A word-for-word repetition of all the entries is required.

Stored data entries
▼
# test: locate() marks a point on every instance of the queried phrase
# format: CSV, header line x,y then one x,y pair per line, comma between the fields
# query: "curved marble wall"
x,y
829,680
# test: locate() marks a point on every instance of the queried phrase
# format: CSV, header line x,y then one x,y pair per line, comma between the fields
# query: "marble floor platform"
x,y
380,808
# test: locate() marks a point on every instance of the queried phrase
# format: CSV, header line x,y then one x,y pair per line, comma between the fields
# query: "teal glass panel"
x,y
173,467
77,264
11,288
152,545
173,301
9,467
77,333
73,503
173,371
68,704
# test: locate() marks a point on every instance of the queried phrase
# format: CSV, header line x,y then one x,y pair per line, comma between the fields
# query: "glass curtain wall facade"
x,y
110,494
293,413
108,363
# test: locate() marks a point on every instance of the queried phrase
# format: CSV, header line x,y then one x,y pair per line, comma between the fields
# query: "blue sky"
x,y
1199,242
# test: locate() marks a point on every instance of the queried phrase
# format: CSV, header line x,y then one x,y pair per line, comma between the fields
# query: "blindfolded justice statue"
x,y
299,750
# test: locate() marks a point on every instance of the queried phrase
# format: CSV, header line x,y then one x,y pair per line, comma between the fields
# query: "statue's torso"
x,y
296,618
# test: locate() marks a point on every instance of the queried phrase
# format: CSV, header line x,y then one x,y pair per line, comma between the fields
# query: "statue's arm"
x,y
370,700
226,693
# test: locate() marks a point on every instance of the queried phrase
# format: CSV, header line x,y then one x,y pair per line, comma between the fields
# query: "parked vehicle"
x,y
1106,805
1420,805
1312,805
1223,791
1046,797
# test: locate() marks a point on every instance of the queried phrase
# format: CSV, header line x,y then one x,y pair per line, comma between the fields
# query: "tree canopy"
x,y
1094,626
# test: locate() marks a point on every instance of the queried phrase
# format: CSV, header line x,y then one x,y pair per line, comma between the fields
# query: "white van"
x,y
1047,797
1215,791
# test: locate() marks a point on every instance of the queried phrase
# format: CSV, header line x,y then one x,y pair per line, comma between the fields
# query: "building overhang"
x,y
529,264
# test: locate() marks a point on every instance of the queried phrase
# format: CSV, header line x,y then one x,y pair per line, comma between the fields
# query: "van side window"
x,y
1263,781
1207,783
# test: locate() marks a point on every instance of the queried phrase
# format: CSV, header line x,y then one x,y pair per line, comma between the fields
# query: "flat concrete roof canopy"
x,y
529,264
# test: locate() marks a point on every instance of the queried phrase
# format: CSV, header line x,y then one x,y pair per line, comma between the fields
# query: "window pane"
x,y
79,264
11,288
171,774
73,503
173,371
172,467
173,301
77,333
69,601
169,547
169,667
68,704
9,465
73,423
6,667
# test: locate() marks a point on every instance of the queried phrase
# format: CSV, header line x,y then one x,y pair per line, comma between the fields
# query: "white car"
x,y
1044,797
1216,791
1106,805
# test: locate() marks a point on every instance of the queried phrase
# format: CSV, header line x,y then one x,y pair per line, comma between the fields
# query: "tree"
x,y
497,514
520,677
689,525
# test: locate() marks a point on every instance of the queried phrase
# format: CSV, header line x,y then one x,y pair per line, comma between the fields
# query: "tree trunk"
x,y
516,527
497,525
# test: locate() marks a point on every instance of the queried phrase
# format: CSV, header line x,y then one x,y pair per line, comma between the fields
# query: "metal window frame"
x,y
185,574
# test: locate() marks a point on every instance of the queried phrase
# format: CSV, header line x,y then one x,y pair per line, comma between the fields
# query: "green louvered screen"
▲
Exercise solution:
# test: locate() marks a point on every instance of the queried phrase
# format: CSV, header line x,y then one x,y pair per line, comma between the fields
# query: "curved marble wall"
x,y
829,680
# test: locate() marks a point on every instance of the queried phrase
# format: CSV, header line x,y then one x,y pair per line, comma between the fields
# query: "marble floor platform"
x,y
380,808
# test: locate() marks a point on every instance of the queried phrase
# format: CSV, header line x,y then one x,y pair per line, comma between the fields
# query: "teal glass panel"
x,y
173,467
77,264
11,288
152,545
173,301
9,467
77,333
73,503
173,371
68,704
# test: locate() marks a point on every instance of the queried phrase
# format: CSV, header line x,y then one x,y pair per line, comma between the fields
# query: "glass curtain wall facade"
x,y
110,494
293,413
108,363
# test: locate() marks a point on every instance of the queried phrase
# format: CSV, header line x,y then one x,y pair per line, comma between the fields
# query: "blue sky"
x,y
1199,242
# test: locate() marks a point on every instance of the queried phrase
# format: CSV, header line x,y then one x,y pair per line, comma between the fields
# query: "blindfolded justice statue"
x,y
299,750
# test: locate() marks a point on every instance of the queried phrase
# format: CSV, header line x,y then one x,y pair per line, comma between the fields
# query: "statue's torso"
x,y
296,618
# test: locate() marks a point on every instance of the queried phrase
# format: CSV, header line x,y then one x,y pair per line, comma between the fields
# query: "statue's arm"
x,y
370,700
226,693
# test: locate() marks a point on every instance of the queried phrase
# format: CSV, header line x,y then one x,y pair per line, comma between the fields
# query: "parked vehicle"
x,y
1106,805
1420,805
1312,805
1223,791
1046,797
# test: locate() marks a point on every instance of the queried phrase
# format: CSV, header line x,y then one x,y pair per line, comma between the fields
# query: "tree canopy"
x,y
1094,626
# test: locate() marks a point on every instance of the queried phrase
# format: CSV, header line x,y then one x,y pair per line, comma between the fields
# query: "white van"
x,y
1047,797
1215,791
# test: locate() marks a point on every instance of the queried phrase
# format: CSV, header line x,y then one x,y pair per line, comma between the fields
# query: "building overhang"
x,y
529,264
# test: locate() marks a point on every instance of the queried phrase
# format: CSV, header line x,y then one x,y pair per line, comma between the fields
# query: "van side window"
x,y
1263,781
1207,783
# test: locate() marks a point on every instance of the queried phrase
# format: CSV, header line x,y then one x,y pair per line, comma between the fields
# query: "flat concrete roof canopy"
x,y
529,264
# test: locate() marks a point on every instance of the queried phrase
# format: CSV, header line x,y then one x,y pair per line, comma between the fields
# query: "window pane"
x,y
79,264
11,288
171,774
73,503
173,371
172,467
173,301
77,333
69,601
169,547
169,667
68,704
9,465
73,423
6,667
# test: locate() marks a point on every instance of the queried phrase
# format: CSV, header line x,y then one x,y pair per line, comma between the fields
# query: "white car"
x,y
1044,797
1216,791
1106,805
# test: locate() marks a point on every instance of the queried phrase
# format: CSV, header line x,y then one x,y pair per line, comma between the fields
# query: "tree"
x,y
497,514
520,677
689,525
# test: locate() marks a point on every instance of the queried phrase
# format: CSV, header line x,y then one x,y pair per line, comma between the fields
# query: "tree trunk"
x,y
516,527
497,525
# test: locate() marks a point on every instance of the queried phrase
# format: CSV, header line x,y then one x,y pair per line, comma between the fields
# query: "metal window frame"
x,y
185,574
# test: locate() marks a point on every instance of the queried phrase
# format: CSV, header line x,y then one x,y pair per line, comma between the fields
# query: "green louvered screen"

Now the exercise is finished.